◆ **DOCUMENT EXTRACT**
◆ ◆ ◆

Reviews

Strange House – The Horrors

Label: Loog

You can’t criticise a chap for naming himself Faris Rotter (or Joshua Von Grimm or Spider Webb) when just about everybody else making music is called something like Tom Chaplin (or  Chris Martin or Gary ‘Bloody’ Lightbody). You just can’t. And you can’t just have a pop at rock band for having abstract-goth vaudeville creations atop their heads when the most glamorous haircuts in British rock for the past decade could almost universally achieved with the aid of a medium sized pudding bowl (Andy Huxley, ex of 80s Matchbox, aside of course). And finally you can’t simply slate a band for hijacking the concept of performance, spinning it silly on the waltzers and then ramming it through the hall of mirrors and making the only music that rightly fits that kerfuffle when just about everything else seems like a coma in b-minor by comparison. 

There is exhilaration in spades here (just don’t ask what the spade’s for, and watch your back), there is – if not anarchy – exaggeration and inebriated theatricality. The only thing that could have ruined this whole act would be if the content and direction couldn’t live up to the filthy extravagance of the set design. But it’s clear by the time track 3, ‘Draw Japan’, has you under siege with a welter of psycho surf-guitar, nauseating looped delay, cult chanting and omnipresent organ at break-neck pace – having already sat through a fearsome cover of Screaming Lord Such’s ‘Jack the Ripper’ and pitch-black psychedelia of single ‘Count In Fives’ – that there is no danger of that. Though that isn’t of course to say there is no danger.

◆ ◆ ◆

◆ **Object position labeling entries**
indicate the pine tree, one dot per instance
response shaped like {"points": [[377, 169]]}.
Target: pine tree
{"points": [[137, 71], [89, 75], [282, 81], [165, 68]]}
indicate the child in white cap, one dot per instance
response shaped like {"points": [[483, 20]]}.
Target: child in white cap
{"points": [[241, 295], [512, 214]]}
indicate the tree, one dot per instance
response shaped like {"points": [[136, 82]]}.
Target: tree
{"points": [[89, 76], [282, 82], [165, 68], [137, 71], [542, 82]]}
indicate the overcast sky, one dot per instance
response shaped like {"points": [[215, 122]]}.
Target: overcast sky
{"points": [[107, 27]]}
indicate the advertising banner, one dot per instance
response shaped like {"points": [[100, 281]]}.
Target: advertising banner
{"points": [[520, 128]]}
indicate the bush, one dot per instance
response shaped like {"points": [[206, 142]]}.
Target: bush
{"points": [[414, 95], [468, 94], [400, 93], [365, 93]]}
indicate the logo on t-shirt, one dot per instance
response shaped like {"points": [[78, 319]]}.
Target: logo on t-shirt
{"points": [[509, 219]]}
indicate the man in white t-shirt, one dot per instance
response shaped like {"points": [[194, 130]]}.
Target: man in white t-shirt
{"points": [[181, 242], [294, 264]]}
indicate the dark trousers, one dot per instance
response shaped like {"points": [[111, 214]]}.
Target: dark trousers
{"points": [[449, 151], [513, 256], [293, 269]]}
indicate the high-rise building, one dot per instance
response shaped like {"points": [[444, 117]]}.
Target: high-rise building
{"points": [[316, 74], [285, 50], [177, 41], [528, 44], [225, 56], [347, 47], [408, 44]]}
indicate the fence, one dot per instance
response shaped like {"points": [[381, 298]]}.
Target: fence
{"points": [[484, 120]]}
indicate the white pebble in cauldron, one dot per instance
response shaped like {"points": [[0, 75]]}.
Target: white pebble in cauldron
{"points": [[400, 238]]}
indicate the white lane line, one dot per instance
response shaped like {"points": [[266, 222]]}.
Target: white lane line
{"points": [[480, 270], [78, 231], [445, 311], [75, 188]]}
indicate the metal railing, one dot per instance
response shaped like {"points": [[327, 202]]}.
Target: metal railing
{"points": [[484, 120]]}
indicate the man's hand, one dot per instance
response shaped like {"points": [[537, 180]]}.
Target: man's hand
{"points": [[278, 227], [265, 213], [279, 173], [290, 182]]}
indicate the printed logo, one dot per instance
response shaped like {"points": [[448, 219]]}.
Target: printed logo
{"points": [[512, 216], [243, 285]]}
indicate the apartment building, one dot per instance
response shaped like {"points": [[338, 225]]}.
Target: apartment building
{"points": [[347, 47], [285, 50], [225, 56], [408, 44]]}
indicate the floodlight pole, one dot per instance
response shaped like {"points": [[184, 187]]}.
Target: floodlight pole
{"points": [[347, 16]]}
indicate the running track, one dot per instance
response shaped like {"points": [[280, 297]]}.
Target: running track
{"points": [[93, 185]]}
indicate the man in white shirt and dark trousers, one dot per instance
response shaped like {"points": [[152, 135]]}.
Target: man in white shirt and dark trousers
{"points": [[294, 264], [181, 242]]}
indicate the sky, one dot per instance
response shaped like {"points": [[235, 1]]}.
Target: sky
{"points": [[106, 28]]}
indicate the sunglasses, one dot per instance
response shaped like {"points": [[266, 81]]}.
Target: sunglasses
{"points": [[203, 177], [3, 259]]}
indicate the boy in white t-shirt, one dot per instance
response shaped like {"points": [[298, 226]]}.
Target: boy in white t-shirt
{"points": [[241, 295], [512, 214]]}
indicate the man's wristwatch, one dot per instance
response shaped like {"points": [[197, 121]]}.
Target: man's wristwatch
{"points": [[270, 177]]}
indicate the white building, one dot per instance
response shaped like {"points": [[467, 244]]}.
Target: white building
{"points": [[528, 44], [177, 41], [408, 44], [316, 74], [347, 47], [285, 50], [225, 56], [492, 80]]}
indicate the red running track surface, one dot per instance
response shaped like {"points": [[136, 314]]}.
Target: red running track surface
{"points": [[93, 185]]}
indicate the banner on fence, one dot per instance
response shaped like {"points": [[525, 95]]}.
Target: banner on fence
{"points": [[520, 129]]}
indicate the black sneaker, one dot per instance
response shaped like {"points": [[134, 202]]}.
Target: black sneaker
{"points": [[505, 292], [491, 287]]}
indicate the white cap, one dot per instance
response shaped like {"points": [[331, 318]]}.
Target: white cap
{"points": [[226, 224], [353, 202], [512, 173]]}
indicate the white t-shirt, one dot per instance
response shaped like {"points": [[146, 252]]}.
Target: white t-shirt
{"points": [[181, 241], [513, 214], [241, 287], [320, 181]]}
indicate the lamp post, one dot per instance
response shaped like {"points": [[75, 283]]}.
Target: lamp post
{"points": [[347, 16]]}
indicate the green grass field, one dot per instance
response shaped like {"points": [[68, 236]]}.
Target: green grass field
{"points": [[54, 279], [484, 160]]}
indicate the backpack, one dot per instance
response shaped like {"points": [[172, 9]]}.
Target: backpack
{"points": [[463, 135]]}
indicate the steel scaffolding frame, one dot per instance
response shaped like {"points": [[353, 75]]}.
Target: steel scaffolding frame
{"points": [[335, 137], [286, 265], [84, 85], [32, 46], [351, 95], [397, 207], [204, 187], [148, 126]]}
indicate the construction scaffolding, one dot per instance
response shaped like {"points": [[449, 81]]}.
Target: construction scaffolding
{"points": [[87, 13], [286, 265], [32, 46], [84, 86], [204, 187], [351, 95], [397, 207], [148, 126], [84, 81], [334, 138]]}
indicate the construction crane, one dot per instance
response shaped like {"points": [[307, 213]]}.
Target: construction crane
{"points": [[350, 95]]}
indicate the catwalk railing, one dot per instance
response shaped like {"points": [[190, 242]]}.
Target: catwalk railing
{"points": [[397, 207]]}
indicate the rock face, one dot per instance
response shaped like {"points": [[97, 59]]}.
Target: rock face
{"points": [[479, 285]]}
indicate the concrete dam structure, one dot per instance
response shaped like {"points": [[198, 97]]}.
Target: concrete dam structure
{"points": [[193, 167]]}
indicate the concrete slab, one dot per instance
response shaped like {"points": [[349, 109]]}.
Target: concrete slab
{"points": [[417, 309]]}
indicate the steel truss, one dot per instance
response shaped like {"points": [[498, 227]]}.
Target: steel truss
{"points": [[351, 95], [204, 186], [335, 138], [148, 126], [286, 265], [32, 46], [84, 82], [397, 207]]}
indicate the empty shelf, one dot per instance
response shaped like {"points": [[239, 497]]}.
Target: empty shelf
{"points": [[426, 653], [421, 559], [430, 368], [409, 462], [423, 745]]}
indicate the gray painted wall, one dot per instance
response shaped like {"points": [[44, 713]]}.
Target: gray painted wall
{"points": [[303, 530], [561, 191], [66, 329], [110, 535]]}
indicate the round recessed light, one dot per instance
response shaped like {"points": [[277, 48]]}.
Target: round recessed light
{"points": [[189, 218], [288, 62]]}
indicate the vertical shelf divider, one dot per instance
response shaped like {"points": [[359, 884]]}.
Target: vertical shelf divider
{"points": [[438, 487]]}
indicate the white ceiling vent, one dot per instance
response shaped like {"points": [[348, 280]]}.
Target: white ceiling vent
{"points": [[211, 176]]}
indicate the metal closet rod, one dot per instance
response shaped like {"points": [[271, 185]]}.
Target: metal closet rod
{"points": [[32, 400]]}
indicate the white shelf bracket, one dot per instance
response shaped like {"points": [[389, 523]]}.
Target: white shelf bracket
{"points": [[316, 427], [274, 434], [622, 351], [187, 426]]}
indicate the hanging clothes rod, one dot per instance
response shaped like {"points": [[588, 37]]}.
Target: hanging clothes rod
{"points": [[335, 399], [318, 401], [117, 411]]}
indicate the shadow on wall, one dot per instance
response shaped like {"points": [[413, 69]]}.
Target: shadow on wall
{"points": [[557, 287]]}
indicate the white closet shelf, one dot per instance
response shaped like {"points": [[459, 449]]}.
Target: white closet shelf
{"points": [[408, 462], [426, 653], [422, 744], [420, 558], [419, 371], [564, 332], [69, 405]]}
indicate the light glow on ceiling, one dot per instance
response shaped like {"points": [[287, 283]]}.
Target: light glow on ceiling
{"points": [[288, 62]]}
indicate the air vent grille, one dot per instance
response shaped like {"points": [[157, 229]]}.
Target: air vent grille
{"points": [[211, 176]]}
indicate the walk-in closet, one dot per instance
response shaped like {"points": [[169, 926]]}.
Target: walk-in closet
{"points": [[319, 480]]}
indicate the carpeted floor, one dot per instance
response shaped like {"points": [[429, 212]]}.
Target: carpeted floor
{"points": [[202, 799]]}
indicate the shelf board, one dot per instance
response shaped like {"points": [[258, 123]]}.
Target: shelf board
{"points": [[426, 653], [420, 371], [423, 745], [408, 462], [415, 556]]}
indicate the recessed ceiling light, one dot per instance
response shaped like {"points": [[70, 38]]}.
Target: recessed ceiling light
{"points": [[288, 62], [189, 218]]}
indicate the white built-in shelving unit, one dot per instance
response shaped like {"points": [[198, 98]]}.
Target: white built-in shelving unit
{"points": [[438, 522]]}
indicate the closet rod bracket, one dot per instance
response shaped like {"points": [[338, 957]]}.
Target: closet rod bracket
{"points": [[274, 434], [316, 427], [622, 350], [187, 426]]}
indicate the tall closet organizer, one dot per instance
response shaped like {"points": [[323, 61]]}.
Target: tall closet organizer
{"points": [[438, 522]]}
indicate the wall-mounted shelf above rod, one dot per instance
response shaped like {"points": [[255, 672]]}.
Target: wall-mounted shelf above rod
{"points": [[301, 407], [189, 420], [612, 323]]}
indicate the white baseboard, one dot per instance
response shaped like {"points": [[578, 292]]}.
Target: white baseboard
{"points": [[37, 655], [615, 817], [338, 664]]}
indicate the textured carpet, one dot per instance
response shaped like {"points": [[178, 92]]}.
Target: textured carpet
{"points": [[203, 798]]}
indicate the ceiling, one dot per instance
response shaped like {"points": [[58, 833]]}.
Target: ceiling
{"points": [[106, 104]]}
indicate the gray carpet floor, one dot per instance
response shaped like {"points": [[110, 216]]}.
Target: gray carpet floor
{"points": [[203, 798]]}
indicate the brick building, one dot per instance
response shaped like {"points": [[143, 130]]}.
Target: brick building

◆ ◆ ◆

◆ **DIRECTIVE 1**
Can you repeat the Strange House review, swapping "pudding bowl" for "mixing bowl", beginning at the words that have "You can’t criticise" and stopping after "b-minor by comparison."?
◆ **DIRECTIVE 2**
How would the Strange House review go on? Extend it from its final sentence.

◆ **RIGHT ANSWER 1**
You can’t criticise a chap for naming himself Faris Rotter (or Joshua Von Grimm or Spider Webb) when just about everybody else making music is called something like Tom Chaplin (or  Chris Martin or Gary ‘Bloody’ Lightbody). You just can’t. And you can’t just have a pop at rock band for having abstract-goth vaudeville creations atop their heads when the most glamorous haircuts in British rock for the past decade could almost universally achieved with the aid of a medium sized mixing bowl (Andy Huxley, ex of 80s Matchbox, aside of course). And finally you can’t simply slate a band for hijacking the concept of performance, spinning it silly on the waltzers and then ramming it through the hall of mirrors and making the only music that rightly fits that kerfuffle when just about everything else seems like a coma in b-minor by comparison.

◆ **RIGHT ANSWER 2**
There’s barely a verse where you’re not caught off-guard by a projectile blister of feedback exploding unannounced into your left lug-hole, or a overloading guitar-solo squall convulsing suddenly to the rear, a tumbling psychedelic riff running tangles around your feet or monstrous organ looming over the horizon and blocking out the sun. And it’s always on the march, a histrionically terrifying, unrepentant march. It might tread a boggy path already well defined by The Cramps, Pussy Galore, even the Stooges through 3D 60s b-movie glasses, but they do it with such imaginative drama, they boldly dig a niche for themselves and fill it up like a shallow grave with bulbous, jagged shapes still twitching through the soil. Who cares if there’s little in the way of actual songs!? Just enjoy the immediacy of the pandemonium every last step of the way.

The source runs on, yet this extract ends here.